ASSIGNMENT:
Once you reach the line holding "Target: pink icing", write out that line and every later one exactly, ending with the last line of the data; write nothing else.
• • •
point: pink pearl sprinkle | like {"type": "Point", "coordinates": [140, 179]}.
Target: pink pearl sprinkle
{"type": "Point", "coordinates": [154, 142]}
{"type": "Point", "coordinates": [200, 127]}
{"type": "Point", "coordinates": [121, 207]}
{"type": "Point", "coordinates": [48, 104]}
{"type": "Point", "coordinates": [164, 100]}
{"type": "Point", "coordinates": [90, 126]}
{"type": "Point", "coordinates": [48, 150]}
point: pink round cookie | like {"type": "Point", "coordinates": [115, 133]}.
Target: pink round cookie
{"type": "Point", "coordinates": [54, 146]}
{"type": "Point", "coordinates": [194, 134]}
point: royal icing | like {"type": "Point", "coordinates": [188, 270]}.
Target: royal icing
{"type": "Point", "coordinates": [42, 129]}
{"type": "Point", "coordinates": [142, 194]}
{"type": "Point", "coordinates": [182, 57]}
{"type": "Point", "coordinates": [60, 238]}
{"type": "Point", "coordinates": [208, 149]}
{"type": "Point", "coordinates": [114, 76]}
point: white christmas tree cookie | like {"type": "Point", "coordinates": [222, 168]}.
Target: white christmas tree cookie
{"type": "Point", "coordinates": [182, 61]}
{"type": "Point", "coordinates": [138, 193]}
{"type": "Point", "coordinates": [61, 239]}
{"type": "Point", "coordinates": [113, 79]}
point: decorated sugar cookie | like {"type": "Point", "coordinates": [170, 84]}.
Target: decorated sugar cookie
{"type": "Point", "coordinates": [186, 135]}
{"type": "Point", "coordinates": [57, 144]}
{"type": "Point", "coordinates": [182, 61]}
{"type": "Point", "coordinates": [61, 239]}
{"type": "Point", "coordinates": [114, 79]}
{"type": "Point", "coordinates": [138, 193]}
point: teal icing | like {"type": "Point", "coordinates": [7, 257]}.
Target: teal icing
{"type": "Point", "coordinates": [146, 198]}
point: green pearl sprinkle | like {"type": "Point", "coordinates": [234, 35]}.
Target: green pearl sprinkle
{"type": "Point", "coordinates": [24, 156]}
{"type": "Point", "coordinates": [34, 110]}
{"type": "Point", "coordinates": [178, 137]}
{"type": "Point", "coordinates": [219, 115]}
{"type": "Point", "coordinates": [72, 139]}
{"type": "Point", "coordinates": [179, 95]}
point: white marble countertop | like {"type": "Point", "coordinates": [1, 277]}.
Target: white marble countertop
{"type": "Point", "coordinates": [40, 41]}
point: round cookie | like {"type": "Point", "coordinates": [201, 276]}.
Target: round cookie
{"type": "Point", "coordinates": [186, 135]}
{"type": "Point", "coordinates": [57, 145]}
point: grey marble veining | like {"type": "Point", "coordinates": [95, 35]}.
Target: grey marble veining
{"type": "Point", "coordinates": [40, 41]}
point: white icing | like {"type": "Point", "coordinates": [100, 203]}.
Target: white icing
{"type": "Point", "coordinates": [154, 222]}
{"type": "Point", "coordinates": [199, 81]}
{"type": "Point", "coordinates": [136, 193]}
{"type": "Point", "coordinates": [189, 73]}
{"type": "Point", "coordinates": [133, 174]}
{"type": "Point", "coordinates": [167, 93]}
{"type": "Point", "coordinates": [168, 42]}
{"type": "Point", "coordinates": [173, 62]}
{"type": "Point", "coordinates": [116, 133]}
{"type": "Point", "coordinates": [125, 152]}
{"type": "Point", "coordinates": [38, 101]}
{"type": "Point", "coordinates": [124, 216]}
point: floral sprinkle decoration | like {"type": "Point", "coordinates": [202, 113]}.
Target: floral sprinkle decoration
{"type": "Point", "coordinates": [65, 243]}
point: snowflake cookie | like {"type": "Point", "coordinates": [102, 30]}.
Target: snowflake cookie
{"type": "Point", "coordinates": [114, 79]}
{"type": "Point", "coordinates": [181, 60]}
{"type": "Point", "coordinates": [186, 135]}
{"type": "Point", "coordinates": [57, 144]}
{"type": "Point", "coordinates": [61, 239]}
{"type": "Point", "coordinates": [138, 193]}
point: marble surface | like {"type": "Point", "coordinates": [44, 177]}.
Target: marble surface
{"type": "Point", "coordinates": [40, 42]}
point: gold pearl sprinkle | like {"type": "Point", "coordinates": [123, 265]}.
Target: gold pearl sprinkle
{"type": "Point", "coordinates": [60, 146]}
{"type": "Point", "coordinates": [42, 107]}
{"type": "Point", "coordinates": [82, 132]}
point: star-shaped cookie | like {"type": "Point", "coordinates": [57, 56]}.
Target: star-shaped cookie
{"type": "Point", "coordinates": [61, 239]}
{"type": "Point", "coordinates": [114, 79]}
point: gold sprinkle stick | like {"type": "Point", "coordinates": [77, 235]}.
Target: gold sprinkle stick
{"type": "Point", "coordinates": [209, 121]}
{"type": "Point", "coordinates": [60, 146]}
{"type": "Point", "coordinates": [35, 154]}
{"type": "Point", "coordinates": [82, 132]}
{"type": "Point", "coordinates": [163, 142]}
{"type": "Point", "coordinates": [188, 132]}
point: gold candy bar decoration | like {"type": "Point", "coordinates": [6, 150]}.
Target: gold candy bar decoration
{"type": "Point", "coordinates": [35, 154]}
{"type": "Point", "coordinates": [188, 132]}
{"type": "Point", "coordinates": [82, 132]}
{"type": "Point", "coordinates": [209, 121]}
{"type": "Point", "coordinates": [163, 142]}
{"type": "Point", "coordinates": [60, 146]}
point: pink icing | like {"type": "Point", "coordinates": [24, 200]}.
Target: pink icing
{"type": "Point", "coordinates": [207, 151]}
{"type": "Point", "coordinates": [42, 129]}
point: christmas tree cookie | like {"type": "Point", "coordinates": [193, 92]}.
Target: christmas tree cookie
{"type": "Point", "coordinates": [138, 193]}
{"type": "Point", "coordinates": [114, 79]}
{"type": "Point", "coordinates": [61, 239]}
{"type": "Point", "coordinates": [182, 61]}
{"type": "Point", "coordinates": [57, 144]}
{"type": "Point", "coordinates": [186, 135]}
• • •
SOLVED EXERCISE:
Target: pink icing
{"type": "Point", "coordinates": [207, 151]}
{"type": "Point", "coordinates": [42, 129]}
point: christmas tree cookie | like {"type": "Point", "coordinates": [193, 92]}.
Target: christmas tree cookie
{"type": "Point", "coordinates": [138, 193]}
{"type": "Point", "coordinates": [114, 79]}
{"type": "Point", "coordinates": [61, 239]}
{"type": "Point", "coordinates": [182, 61]}
{"type": "Point", "coordinates": [57, 144]}
{"type": "Point", "coordinates": [186, 135]}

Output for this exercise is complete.